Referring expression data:
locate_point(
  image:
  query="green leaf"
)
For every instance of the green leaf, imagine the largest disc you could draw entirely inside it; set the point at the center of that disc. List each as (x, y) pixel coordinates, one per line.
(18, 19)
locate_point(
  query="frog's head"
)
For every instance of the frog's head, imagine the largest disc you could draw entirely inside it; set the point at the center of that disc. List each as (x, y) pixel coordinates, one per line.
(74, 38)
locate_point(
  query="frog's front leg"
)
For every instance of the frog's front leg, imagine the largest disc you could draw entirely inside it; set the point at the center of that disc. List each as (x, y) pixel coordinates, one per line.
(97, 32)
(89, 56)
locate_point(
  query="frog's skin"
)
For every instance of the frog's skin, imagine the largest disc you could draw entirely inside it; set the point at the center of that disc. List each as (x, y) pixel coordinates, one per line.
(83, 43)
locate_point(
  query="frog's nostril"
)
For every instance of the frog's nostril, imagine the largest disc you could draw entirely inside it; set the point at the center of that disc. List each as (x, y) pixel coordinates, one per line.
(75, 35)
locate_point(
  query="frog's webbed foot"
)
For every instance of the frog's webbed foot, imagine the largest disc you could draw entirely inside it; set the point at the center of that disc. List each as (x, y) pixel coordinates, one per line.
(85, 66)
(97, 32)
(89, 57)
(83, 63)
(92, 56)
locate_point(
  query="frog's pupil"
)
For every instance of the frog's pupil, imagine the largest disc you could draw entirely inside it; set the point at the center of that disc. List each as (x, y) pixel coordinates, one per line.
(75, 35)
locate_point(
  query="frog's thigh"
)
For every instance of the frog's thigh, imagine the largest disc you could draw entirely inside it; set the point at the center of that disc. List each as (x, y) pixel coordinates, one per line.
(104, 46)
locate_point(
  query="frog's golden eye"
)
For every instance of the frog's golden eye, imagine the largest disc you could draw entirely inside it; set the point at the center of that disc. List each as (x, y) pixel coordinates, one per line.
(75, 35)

YOUR ASSIGNMENT =
What you output should match every line above exactly.

OUTPUT OF THE TASK =
locate_point(
  image:
  query="green leaf"
)
For every instance of the green leaf, imagine the largest disc you could draw entirely inside it; set the point at the center of that disc. List each as (x, y) pixel coordinates, one per line.
(18, 19)
locate_point(
  query="frog's head"
)
For every instance of the frog's head, imagine the largest disc you could draw entirely inside it; set the point at the center of that disc. List each as (x, y) pixel coordinates, one per line.
(74, 38)
locate_point(
  query="frog's front leg"
)
For every instance of the frog's front leg, imagine the largest disc you could draw entirely inside it; set the point at the center of that disc. List each as (x, y) pixel coordinates, one per line.
(97, 32)
(89, 56)
locate_point(
  query="frog's skin"
)
For every instance of the frog's skin, imagine the largest disc you could draw entirely inside it; set the point at the center of that disc. List each as (x, y) pixel coordinates, one per line.
(83, 43)
locate_point(
  query="frog's nostril"
)
For every instance of the frog's nostril, imagine the largest disc you could draw entirely inside it; set the point at the center of that disc. List each as (x, y) pixel coordinates, one per line.
(75, 35)
locate_point(
  query="frog's webbed foot"
)
For every instance of the frog's webbed foot, imagine the largest disc you could draw entirely inside it; set the point at the center of that disc. List each as (x, y) pixel coordinates, one per line.
(85, 66)
(97, 32)
(89, 57)
(83, 63)
(92, 56)
locate_point(
  query="frog's pupil"
)
For every instance of the frog's pupil, imagine the largest disc you could draw entirely inside it; set the point at the center of that disc. List each as (x, y) pixel coordinates, one per line.
(75, 35)
locate_point(
  query="frog's thigh"
)
For every instance of the frog's thigh, imagine the largest disc you could draw entirely inside it; set the point at the center of that disc. List each as (x, y) pixel coordinates, one per line.
(104, 46)
locate_point(
  query="frog's golden eye"
)
For every instance of the frog's golden eye, imagine the largest disc you could draw entirely inside it; set the point at the center of that disc. List each as (x, y) pixel coordinates, one per line.
(75, 35)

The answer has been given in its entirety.